═════ ТЕКСТ ДЛЯ АНАЛИЗА

Агап Хритонов принимал Заволокина, потому что был отцом ближайшего его друга и однополчанина. Пили с полудня до ранних осенних сумерек, а потом на радостях ходили из куреня в курень с гармошкой, с песнями.
Кто бы мог подумать, что под эту музыку в звездную холодную ночь чума, впервые за последние столетия, перешагнула границы Европы...
Через несколько дней Агап Хритонов тяжело заболел. Решили, что это простуда. Было непонятно только, отчего она переходила из дома в дом, от человека к человеку.
В последующих донесениях болезнь, поразившую станицу, именовали пятнистым тифом либо эпидемической пневмонией *. Пожалуй, первым сказал правду фельдшер Трубилов. Он осматривал дом, где вымерли все. «Милосердые» — пьяные, чтобы не так было страшно, — в халатах, пропитанных дегтем, выносили трупы.
Трубилов прошел двором: в хлеву мычали недоенные коровы, ветер хлопал ставнями по стенам дома, пахло дегтем, карболкой и слабо чувствовался сладковатый трупный запах.
Сразу после осмотра Трубилов зашел к священнику Гусакову. Священник — человек образованный; в семинарии он много терпел из-за увлечения естественными науками, все мечтал уйти в университет, наконец смирился и получил дальний приход.
Сидели молча, изредка перебрасываясь одним-двумя словами. Когда жена Гусакова вышла из комнаты, Трубилов сказал:
— Это чума! Все погибнем!
1 Пневмония—-острое или хроническое воспаление легких, развивающееся под влиянием различных бактерий (пневмококк, диплобацилл и т. д.).
Священник не ответил. Он и сам понимал, что на станицу надвигается огромное, пожалуй неотвратимое бедствие.
Люди могли бы бежать куда глаза глядят от беды, и тогда чума пошла бы гулять по берегам Волги. Но они встретили ее грудью, мужественно защищая близких, а вместе с тем и всю страну.
Станичный фельдшер Васильев зашел в дом Глебовых, где все приготовились к смерти, и так захотелось ему вернуть отчаявшимся хоть частичку надежды, что в эти минуты он совсем забыл о себе. Не думая о том, разумно это или нет, фельдшер наклонился и поцеловал в губы больного Константина Глебова. Выпрямился и, нахмурившись, строго сказал:
— Беречь надо себя, а бояться нельзя... Страх в душу не пускайте!..
Евдоким Астахов ухаживал за внучкой Любой. Через три дня старику тоже стало плохо. Горела голова, подмышкой вздулись железы.
От родных Евдоким Астахов перебрался в летнюю горницу. Наутро сын подошел к окошку узнать о здоровье отца. Из горницы послышался внятный голос:
— Запри дверь снаружи!
— Зачем?

══════════
═════ ФРАГМЕНТЫ ЗАПИСЕЙ

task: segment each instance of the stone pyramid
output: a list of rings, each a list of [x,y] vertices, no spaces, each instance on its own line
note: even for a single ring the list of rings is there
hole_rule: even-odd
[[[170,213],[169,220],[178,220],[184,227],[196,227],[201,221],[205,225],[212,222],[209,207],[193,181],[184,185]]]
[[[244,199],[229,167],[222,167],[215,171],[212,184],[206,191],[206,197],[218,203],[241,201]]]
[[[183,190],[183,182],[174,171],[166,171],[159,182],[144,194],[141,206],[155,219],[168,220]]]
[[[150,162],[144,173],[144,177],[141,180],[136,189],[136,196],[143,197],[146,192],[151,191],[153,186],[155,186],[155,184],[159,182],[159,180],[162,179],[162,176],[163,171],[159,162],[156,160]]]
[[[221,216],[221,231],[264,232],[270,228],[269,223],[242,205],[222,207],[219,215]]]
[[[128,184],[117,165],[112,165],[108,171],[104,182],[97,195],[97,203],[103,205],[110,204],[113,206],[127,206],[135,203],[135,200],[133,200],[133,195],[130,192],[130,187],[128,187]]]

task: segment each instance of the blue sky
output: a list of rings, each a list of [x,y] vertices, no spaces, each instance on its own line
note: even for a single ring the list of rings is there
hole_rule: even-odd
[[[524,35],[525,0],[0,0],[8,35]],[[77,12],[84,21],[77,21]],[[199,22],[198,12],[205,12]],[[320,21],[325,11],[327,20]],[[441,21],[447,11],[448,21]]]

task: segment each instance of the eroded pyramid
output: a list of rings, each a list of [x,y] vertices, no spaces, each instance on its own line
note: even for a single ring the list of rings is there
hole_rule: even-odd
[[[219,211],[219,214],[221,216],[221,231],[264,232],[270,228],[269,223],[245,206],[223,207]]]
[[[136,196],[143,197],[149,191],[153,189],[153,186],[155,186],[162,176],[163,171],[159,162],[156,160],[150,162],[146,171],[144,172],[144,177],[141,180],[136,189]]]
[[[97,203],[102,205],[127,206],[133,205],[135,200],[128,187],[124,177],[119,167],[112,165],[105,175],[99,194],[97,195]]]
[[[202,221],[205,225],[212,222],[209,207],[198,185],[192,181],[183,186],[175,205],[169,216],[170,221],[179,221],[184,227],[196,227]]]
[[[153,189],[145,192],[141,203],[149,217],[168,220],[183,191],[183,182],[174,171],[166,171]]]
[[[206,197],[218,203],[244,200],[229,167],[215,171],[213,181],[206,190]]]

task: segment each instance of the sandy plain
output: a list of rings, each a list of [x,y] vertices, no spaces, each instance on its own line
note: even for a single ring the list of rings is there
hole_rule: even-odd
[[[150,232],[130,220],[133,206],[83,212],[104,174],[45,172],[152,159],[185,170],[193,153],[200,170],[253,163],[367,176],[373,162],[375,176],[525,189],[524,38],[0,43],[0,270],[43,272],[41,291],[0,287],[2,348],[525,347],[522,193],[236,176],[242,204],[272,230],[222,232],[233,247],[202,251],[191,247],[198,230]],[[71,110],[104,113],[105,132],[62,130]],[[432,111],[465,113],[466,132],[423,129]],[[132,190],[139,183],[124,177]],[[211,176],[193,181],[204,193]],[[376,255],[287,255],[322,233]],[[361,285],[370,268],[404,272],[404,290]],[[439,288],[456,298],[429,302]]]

══════════

ЗАДАНИЯ К УПРАЖНЕНИЮ:
A – Кого фельдшер Васильев поцеловал в губы в тексте о чуме в станице?
B – Продолжите текст о чуме в станице после последней показанной реплики.

ВАШИ ОТВЕТЫ:
A – Больного Константина Глебова.

B –
— Плохо мне. Может статься, ум помешается, и я в беспамятстве приду к вам. Запри тотчас! А когда умру, то сено, на котором я лежу, руками не трогайте, выгребите граблями и сожгите на дворе. Когда милосердые будут меня выносить, то закройте ставни и на крыльцо не выходите...
В станице жил доктор Кох, старый войсковой врач. Он проделал с казаками весь турецкий поход и сейчас, в беде, оставался с ними. Кох ходил от больного к больному, внимательно осматривал каждого.
«Тоны сердца глухие, пульс прерывистый», говорил он себе.
От знакомых слов становилось легче.
Пальцы врача лежали на запястье, едва прощупывая слабое, иногда совсем замирающее трепетание артерии. Многие больные кашляли кровью.
Может быть, действительно чума!
Вспоминались средневековые гравюры: безлюдные города, могильщики — мортусы — в странных масках, похожих на клюв птицы, с крючьями, чтобы таскать трупы...
«Нет, не может этого быть!» убеждал себя Кох.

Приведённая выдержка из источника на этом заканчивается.